> **Problem requirements**
Go to the line below containing "Guideline: for every instance of the sleeve" and print exactly from there through the line containing "Guideline: for every instance of the hand", both included. Print nothing else.

> **Supplied data**
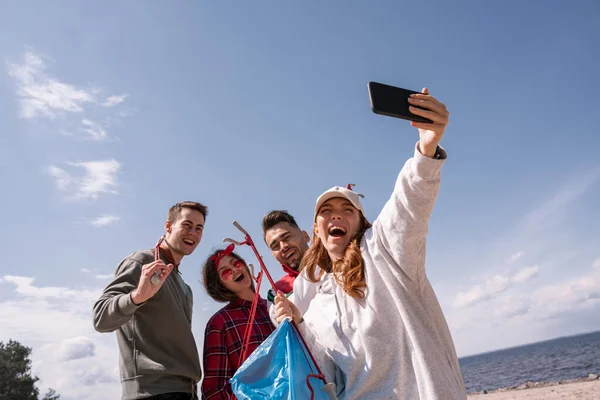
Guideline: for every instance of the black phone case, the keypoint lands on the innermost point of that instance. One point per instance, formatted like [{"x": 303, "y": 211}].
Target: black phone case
[{"x": 392, "y": 101}]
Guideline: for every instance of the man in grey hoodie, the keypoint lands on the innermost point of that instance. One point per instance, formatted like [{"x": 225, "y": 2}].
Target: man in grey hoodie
[{"x": 149, "y": 306}]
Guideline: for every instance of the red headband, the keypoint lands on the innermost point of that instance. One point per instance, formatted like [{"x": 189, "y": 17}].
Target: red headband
[{"x": 227, "y": 252}]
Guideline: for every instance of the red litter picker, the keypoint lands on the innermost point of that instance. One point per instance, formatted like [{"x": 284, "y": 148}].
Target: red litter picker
[{"x": 259, "y": 376}]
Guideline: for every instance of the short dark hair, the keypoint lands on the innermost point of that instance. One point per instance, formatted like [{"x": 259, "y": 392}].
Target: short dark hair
[
  {"x": 275, "y": 217},
  {"x": 175, "y": 210},
  {"x": 212, "y": 283}
]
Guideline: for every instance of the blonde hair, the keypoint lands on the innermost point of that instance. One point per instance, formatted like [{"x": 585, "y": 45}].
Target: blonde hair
[{"x": 347, "y": 271}]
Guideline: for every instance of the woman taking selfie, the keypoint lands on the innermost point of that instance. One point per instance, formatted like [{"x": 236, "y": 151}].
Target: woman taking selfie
[
  {"x": 363, "y": 295},
  {"x": 227, "y": 278}
]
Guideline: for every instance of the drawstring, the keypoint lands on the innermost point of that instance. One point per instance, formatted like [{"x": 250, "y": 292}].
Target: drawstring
[
  {"x": 248, "y": 241},
  {"x": 248, "y": 332}
]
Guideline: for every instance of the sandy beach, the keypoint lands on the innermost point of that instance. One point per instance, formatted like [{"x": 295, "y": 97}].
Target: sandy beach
[{"x": 580, "y": 389}]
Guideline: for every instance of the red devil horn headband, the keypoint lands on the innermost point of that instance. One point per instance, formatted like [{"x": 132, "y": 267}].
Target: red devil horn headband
[{"x": 227, "y": 252}]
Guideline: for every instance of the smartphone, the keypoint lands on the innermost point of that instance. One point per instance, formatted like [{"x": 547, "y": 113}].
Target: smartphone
[{"x": 392, "y": 101}]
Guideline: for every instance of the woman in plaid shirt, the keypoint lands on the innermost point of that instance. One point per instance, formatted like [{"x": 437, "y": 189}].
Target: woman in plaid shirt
[{"x": 228, "y": 279}]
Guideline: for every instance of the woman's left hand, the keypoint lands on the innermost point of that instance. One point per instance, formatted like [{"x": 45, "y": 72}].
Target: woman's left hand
[
  {"x": 430, "y": 133},
  {"x": 285, "y": 308}
]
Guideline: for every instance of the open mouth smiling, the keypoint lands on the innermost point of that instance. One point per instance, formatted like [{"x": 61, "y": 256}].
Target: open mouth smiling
[{"x": 337, "y": 231}]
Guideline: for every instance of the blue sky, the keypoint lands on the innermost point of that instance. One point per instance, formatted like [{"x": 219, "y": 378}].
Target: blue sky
[{"x": 112, "y": 112}]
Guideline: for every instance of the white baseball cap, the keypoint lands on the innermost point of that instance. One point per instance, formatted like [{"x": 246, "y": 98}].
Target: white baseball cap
[{"x": 344, "y": 192}]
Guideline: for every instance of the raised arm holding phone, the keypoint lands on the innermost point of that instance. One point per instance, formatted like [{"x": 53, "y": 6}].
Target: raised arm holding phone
[{"x": 363, "y": 296}]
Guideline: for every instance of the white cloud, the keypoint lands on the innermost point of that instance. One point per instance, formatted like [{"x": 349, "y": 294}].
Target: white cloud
[
  {"x": 577, "y": 293},
  {"x": 24, "y": 286},
  {"x": 105, "y": 220},
  {"x": 102, "y": 277},
  {"x": 76, "y": 348},
  {"x": 511, "y": 306},
  {"x": 515, "y": 257},
  {"x": 94, "y": 130},
  {"x": 41, "y": 95},
  {"x": 491, "y": 287},
  {"x": 68, "y": 355},
  {"x": 525, "y": 274},
  {"x": 99, "y": 177},
  {"x": 61, "y": 177},
  {"x": 114, "y": 100}
]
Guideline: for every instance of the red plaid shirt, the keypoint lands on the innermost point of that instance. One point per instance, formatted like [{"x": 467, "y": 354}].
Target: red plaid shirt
[{"x": 223, "y": 344}]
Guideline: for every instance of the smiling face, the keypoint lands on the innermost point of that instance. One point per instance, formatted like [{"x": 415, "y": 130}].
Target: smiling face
[
  {"x": 234, "y": 275},
  {"x": 287, "y": 244},
  {"x": 184, "y": 234},
  {"x": 336, "y": 224}
]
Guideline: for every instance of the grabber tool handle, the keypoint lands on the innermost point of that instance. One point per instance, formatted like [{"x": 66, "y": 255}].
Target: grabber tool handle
[
  {"x": 237, "y": 225},
  {"x": 329, "y": 389}
]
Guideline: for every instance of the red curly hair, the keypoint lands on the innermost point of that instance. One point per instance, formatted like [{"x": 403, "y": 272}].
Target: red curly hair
[{"x": 347, "y": 271}]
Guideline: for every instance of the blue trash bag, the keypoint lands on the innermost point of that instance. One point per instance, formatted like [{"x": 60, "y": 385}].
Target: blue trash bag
[{"x": 278, "y": 369}]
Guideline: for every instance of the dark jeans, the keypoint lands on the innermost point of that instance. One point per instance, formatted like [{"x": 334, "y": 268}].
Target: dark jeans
[{"x": 173, "y": 396}]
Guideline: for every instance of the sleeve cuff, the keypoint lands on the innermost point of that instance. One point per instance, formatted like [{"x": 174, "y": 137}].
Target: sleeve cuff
[
  {"x": 306, "y": 333},
  {"x": 126, "y": 305},
  {"x": 425, "y": 167}
]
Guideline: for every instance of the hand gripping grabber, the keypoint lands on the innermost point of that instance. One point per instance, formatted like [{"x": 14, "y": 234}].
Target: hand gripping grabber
[{"x": 328, "y": 388}]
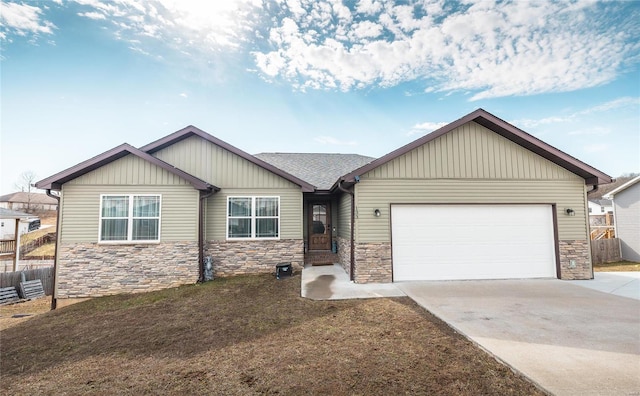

> **Exercise answer**
Guideline: for every instance of the sleeve cuff, the keypoint lands on the innermost point of that instance. One point per instance, formatted like [{"x": 174, "y": 137}].
Target: sleeve cuff
[
  {"x": 306, "y": 333},
  {"x": 126, "y": 305},
  {"x": 425, "y": 167}
]
Guideline: for every instance of the hand gripping grabber, the keypoint lands on the innermost point of that instance. One point per instance, formatted like [{"x": 14, "y": 234}].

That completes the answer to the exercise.